-- RECORDED DATA follows --

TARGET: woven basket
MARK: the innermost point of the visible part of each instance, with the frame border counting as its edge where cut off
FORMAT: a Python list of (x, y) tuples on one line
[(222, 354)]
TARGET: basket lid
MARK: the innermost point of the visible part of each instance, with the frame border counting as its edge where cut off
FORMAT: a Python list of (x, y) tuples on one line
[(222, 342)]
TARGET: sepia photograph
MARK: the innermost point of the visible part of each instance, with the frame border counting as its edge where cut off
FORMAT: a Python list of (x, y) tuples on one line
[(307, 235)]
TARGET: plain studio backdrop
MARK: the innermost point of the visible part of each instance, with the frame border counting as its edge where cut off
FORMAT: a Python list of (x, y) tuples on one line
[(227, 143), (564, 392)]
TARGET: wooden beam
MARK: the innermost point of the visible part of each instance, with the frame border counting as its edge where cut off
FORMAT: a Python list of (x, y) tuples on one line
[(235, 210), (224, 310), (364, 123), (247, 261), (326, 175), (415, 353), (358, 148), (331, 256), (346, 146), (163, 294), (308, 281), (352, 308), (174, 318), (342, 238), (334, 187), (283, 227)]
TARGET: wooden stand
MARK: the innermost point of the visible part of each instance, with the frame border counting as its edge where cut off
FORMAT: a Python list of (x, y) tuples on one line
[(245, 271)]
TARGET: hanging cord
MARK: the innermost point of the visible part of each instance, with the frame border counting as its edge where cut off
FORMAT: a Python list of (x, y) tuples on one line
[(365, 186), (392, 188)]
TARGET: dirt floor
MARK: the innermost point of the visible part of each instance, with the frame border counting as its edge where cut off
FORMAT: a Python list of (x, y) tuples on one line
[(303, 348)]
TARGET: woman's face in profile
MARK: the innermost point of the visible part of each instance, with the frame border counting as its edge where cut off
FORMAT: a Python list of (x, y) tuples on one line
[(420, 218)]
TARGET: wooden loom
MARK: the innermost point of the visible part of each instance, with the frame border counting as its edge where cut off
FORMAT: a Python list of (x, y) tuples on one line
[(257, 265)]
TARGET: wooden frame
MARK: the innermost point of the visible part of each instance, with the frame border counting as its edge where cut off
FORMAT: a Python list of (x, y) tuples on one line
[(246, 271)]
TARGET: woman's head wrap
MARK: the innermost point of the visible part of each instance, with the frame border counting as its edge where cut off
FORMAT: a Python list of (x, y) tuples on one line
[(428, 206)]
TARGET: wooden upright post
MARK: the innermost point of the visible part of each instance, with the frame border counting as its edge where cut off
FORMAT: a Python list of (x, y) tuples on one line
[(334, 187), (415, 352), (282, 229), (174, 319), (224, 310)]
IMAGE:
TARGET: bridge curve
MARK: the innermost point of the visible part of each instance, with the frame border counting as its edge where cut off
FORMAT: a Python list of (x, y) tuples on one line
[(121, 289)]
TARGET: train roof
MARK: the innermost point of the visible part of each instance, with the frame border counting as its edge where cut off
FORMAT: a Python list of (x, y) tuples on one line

-- RECORDED DATA concluded --

(WHAT IS NEEDED) Return each line from the records that includes the word "wooden".

(ANSWER FOR THIS EXERCISE)
TARGET: wooden beam
TARGET: wooden stand
TARGET: wooden loom
TARGET: wooden frame
TARGET: wooden upright post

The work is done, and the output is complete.